_READING TEXT_:
*****

In this section of the tutorial, we will investigate the use of SVM classifiers in sklearn
. As for all models in the sklearn
framework, Support Vector Machines mainly rely on fit(X, y)
and predict(X)
methods. Once fitted, support vectors are stored in the support_vectors_
attribute and their coefficients can be found in dual_coef_
.
More information about the use of Support Vector Machines for Classification in sklearn
can be found at: http://scikit-learn.org/stable/modules/generated/sklearn.svm.SVC.html.
To begin with, let us import libraries we need and define a function to plot a fitted SVM in 2D.
%matplotlib inline
from sklearn.svm import SVC
from sklearn.datasets import make_blobs, make_circles
import matplotlib.pyplot as plt
import numpy as np
def plot_decision(clf, X, y):
# Build a 2D grid and perform classification using clf on this grid
xx, yy = np.meshgrid(np.arange(X[:,0].min() - .5, X[:,0].max() + .5, .01),
np.arange(X[:,1].min() - .5, X[:,1].max() + .5, .01))

*****

_DATA EXCERPT_:
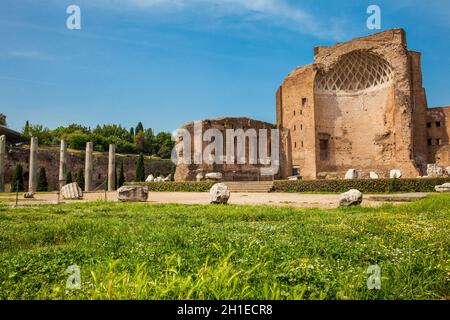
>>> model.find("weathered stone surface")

*****

_EXERCISE INSTRUCTIONS_: Render this sentence from the SVM tutorial in Spanish: "To begin with, let us import libraries we need and define a function to plot a fitted SVM in 2D." The listing stands apart from the SVM tutorial as separate material.

_WRITTEN ANSWER_: Para empezar, importemos las bibliotecas que necesitamos y definamos una función para graficar un SVM ajustado en 2D.